* Data to process *
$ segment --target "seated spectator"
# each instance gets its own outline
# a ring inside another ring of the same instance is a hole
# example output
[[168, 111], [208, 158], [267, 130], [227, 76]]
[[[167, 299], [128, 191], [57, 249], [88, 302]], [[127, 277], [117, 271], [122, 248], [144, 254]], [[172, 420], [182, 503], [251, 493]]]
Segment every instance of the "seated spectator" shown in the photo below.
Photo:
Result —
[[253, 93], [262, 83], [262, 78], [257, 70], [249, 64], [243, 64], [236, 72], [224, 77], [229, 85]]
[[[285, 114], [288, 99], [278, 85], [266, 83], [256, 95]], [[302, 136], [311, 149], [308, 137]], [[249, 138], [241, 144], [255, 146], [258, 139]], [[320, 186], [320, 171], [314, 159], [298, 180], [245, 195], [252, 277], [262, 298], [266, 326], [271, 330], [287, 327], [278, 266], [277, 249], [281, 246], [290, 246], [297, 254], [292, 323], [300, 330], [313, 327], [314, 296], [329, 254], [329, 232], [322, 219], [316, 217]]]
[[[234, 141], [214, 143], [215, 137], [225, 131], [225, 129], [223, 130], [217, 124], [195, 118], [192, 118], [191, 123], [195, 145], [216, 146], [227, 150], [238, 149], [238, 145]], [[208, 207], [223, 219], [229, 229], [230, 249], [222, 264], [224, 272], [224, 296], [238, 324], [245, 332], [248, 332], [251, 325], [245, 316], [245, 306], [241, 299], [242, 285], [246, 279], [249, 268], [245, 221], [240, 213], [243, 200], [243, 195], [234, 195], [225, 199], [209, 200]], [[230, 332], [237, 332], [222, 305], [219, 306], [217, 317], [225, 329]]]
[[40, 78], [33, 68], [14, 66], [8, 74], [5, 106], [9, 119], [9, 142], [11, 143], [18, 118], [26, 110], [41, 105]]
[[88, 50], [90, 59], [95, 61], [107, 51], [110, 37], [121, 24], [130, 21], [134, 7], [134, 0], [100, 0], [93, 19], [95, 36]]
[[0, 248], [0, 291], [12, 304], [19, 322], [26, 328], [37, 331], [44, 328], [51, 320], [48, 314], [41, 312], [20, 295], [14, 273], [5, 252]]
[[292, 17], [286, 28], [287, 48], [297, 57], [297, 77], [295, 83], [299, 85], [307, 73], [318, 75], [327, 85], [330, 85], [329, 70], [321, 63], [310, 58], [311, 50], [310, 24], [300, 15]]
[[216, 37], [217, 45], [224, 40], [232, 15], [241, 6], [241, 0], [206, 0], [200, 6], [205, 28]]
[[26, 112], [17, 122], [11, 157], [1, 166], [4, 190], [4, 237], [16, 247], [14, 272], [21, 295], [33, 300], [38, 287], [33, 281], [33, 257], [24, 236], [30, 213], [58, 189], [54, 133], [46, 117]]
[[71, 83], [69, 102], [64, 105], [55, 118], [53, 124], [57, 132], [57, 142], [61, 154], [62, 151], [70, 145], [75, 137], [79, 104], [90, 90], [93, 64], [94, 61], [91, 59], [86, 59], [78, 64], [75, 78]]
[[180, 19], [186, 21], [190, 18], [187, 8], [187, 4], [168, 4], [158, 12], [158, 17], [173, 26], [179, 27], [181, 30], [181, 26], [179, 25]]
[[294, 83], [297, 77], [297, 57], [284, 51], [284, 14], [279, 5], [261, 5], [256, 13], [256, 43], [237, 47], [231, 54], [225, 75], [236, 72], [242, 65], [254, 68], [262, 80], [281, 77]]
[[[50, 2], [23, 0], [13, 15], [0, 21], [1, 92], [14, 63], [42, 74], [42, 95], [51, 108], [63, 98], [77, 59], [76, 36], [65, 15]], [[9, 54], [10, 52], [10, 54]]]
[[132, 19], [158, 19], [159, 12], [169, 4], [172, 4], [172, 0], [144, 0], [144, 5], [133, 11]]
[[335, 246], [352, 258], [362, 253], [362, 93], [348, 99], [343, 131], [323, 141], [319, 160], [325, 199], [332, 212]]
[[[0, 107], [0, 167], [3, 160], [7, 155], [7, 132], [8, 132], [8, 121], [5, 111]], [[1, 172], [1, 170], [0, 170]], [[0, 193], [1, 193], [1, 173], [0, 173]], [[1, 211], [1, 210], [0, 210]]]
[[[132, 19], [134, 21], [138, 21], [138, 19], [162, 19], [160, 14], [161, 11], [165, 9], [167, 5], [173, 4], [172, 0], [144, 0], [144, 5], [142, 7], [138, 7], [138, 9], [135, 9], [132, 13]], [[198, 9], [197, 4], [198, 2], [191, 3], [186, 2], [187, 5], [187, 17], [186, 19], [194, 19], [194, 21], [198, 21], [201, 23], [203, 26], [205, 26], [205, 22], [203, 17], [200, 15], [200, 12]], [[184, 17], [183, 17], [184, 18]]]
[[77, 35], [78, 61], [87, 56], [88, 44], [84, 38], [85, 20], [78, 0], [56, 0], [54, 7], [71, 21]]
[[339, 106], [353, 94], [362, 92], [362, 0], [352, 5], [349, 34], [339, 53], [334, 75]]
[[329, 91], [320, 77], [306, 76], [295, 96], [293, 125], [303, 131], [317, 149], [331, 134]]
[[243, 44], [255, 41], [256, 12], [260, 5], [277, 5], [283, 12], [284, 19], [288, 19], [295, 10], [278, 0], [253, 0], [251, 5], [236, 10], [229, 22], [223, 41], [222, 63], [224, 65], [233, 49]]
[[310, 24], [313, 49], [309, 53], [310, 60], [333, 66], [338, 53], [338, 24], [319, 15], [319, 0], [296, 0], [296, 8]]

* Objective *
Reproduce every item above verbatim, line for line, from the first line through the last.

* Task result *
$ segment --target "seated spectator"
# each instance gets its own outline
# a ring inside another ring of the same instance is a hole
# example output
[[168, 111], [208, 158], [267, 130], [227, 76]]
[[[167, 299], [128, 191], [57, 249], [88, 302]], [[127, 277], [117, 271], [122, 248], [144, 254]], [[172, 420], [182, 503], [251, 493]]]
Segment every instance of the "seated spectator" shown in the photo below.
Photo:
Result —
[[253, 93], [262, 83], [262, 78], [257, 70], [249, 64], [243, 64], [236, 72], [224, 77], [229, 85]]
[[[285, 114], [288, 99], [278, 85], [266, 83], [256, 95]], [[302, 136], [311, 149], [308, 137]], [[249, 138], [241, 144], [255, 146], [258, 139]], [[320, 186], [320, 171], [314, 159], [298, 180], [245, 195], [252, 277], [262, 298], [266, 326], [271, 330], [287, 327], [278, 266], [277, 249], [281, 246], [290, 246], [297, 254], [292, 323], [300, 330], [313, 327], [314, 296], [329, 254], [329, 232], [322, 219], [316, 217]]]
[[[234, 141], [214, 143], [215, 137], [225, 131], [225, 129], [223, 130], [217, 124], [195, 118], [192, 118], [191, 123], [195, 145], [216, 146], [227, 150], [238, 149], [238, 145]], [[208, 207], [223, 219], [229, 229], [230, 249], [222, 264], [224, 272], [224, 296], [238, 324], [245, 332], [248, 332], [251, 325], [245, 316], [245, 306], [241, 299], [242, 285], [246, 279], [249, 268], [245, 221], [240, 213], [243, 200], [243, 195], [234, 195], [225, 199], [209, 200]], [[230, 332], [237, 332], [222, 305], [219, 306], [217, 317], [225, 329]]]
[[40, 78], [33, 68], [14, 66], [8, 74], [5, 106], [9, 119], [9, 142], [11, 143], [18, 118], [26, 110], [41, 105]]
[[88, 50], [90, 59], [95, 61], [107, 51], [110, 37], [121, 24], [130, 21], [134, 7], [134, 0], [100, 0], [93, 19], [95, 36]]
[[0, 248], [0, 291], [12, 304], [19, 322], [26, 328], [37, 331], [44, 328], [51, 320], [48, 314], [41, 312], [20, 295], [14, 273], [5, 252]]
[[292, 17], [286, 28], [287, 48], [297, 57], [297, 77], [295, 83], [299, 85], [307, 73], [318, 75], [327, 85], [330, 85], [329, 70], [321, 63], [310, 58], [311, 50], [310, 24], [300, 15]]
[[216, 37], [217, 45], [224, 40], [232, 15], [241, 6], [241, 0], [206, 0], [200, 6], [205, 28]]
[[26, 112], [17, 122], [11, 157], [1, 166], [4, 190], [4, 237], [16, 247], [14, 272], [21, 295], [33, 300], [38, 287], [33, 281], [33, 257], [24, 236], [30, 213], [58, 189], [54, 133], [46, 117]]
[[71, 83], [69, 102], [64, 105], [55, 118], [53, 124], [57, 132], [57, 142], [61, 154], [62, 151], [70, 145], [75, 137], [79, 104], [90, 90], [93, 64], [94, 61], [91, 59], [86, 59], [78, 64], [75, 78]]
[[180, 19], [186, 21], [190, 18], [187, 8], [187, 4], [168, 4], [158, 12], [158, 17], [173, 26], [179, 27], [181, 30], [181, 26], [179, 25]]
[[294, 83], [297, 77], [297, 57], [284, 51], [284, 14], [279, 5], [261, 5], [256, 13], [256, 43], [237, 47], [231, 54], [225, 75], [236, 72], [242, 65], [254, 68], [262, 80], [281, 77]]
[[[50, 2], [23, 0], [13, 15], [0, 21], [1, 92], [14, 63], [42, 74], [42, 95], [51, 108], [63, 98], [77, 59], [76, 36], [65, 15]], [[9, 54], [10, 52], [10, 54]]]
[[132, 19], [158, 19], [159, 12], [169, 4], [172, 4], [172, 0], [144, 0], [144, 5], [133, 11]]
[[335, 246], [352, 258], [362, 253], [362, 93], [348, 99], [343, 131], [323, 141], [319, 160], [325, 199], [332, 212]]
[[[0, 107], [0, 167], [3, 160], [7, 155], [7, 132], [8, 132], [8, 121], [5, 111]], [[1, 172], [1, 170], [0, 170]], [[0, 193], [1, 193], [1, 173], [0, 173]], [[1, 211], [1, 210], [0, 210]]]
[[[132, 19], [134, 21], [138, 21], [138, 19], [162, 19], [160, 14], [161, 11], [165, 9], [167, 5], [173, 4], [172, 0], [144, 0], [144, 5], [142, 7], [138, 7], [138, 9], [135, 9], [132, 13]], [[198, 9], [197, 4], [198, 2], [191, 3], [186, 2], [187, 5], [187, 17], [186, 19], [194, 19], [194, 21], [198, 21], [201, 23], [203, 26], [205, 26], [205, 22], [203, 17], [200, 15], [200, 12]], [[184, 17], [183, 17], [184, 18]]]
[[77, 35], [78, 61], [87, 56], [88, 44], [84, 38], [85, 20], [78, 0], [56, 0], [54, 7], [71, 21]]
[[339, 106], [353, 94], [362, 92], [362, 0], [352, 5], [349, 34], [339, 53], [334, 75]]
[[329, 91], [320, 77], [306, 76], [295, 96], [293, 125], [303, 131], [317, 149], [331, 134]]
[[243, 44], [255, 41], [256, 12], [260, 5], [277, 5], [283, 12], [284, 19], [288, 19], [295, 10], [278, 0], [253, 0], [251, 5], [236, 10], [229, 22], [223, 41], [222, 63], [224, 65], [233, 49]]
[[310, 24], [313, 49], [309, 53], [310, 60], [333, 66], [338, 53], [338, 24], [319, 15], [319, 0], [296, 0], [296, 8]]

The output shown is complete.